*TASK:* Only the run of lines from the one containing "phrase -- shadow on grass" through the last line should be returned, exactly as written.

++++ RECORD EXTRACTS

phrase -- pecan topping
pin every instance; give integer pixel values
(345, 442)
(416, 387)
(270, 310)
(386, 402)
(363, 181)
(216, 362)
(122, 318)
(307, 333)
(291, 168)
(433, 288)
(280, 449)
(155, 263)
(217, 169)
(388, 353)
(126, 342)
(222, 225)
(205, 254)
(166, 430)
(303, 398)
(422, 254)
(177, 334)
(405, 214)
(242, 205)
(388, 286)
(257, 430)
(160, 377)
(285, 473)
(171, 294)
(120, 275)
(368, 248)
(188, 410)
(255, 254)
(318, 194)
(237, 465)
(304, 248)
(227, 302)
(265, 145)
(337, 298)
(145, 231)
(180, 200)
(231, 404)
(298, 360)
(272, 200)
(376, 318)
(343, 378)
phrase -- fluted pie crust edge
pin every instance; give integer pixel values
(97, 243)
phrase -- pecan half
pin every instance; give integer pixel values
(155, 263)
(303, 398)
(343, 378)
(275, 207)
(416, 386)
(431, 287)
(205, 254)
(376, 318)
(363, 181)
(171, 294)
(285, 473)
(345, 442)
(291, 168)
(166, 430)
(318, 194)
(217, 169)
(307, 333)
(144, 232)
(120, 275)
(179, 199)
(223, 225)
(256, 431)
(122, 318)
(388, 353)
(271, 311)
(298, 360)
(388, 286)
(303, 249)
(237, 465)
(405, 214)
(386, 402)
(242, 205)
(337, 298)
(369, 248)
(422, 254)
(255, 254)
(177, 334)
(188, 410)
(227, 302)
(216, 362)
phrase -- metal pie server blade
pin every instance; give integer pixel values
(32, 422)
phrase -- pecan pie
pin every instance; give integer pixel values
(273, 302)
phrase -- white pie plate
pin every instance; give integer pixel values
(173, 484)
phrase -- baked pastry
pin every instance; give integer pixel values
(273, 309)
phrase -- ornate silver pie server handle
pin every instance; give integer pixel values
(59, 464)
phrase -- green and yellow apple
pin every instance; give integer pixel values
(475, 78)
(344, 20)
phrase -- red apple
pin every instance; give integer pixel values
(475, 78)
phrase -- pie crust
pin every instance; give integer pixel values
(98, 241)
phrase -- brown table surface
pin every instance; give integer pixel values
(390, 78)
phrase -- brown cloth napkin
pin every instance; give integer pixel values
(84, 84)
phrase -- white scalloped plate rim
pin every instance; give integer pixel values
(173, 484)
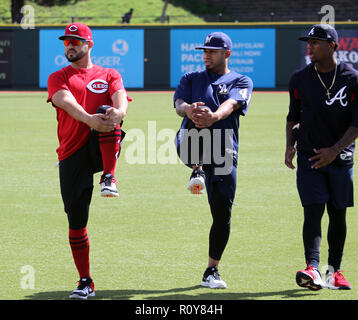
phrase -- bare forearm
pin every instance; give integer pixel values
(180, 107)
(349, 137)
(120, 102)
(291, 133)
(226, 108)
(64, 99)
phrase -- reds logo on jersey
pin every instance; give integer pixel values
(98, 86)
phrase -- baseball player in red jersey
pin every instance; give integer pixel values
(90, 103)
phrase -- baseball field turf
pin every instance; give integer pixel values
(151, 243)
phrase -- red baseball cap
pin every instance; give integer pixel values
(77, 30)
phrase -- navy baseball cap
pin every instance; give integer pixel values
(217, 40)
(321, 32)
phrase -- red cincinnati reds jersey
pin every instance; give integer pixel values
(91, 88)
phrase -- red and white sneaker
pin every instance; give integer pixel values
(108, 186)
(336, 281)
(310, 278)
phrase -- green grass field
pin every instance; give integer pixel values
(109, 12)
(152, 242)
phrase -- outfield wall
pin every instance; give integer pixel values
(154, 57)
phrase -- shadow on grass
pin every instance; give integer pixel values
(177, 294)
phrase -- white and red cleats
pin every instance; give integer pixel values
(336, 281)
(84, 290)
(108, 186)
(310, 278)
(197, 182)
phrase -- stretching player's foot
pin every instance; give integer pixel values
(337, 281)
(84, 290)
(108, 186)
(197, 181)
(310, 278)
(212, 279)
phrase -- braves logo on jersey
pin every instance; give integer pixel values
(340, 95)
(98, 86)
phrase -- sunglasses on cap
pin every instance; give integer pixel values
(74, 42)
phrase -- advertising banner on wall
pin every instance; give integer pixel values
(347, 50)
(122, 50)
(253, 53)
(6, 58)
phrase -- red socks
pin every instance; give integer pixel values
(80, 250)
(109, 144)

++++++++

*EXERCISE RESULT:*
phrase -- shadow on grass
pin every instance; give integer pixel values
(177, 294)
phrase -- white and red cleats
pin every instance; give integer pixel values
(336, 281)
(84, 290)
(108, 186)
(310, 278)
(197, 182)
phrase -- stretching player's foot
pin every instance; give integer pixel values
(337, 281)
(84, 290)
(108, 186)
(197, 181)
(310, 278)
(212, 279)
phrase -- braves logo on jersey
pin every instance; give integer pixel values
(340, 95)
(98, 86)
phrase -- sunglasses on cap
pin every instance; give integer pixel values
(74, 42)
phrase -- advertising banner on wall
pin every instance; give integer pixel values
(347, 50)
(122, 50)
(253, 53)
(6, 58)
phrase -- red socks
pin every instance; give integer pixel values
(80, 250)
(109, 144)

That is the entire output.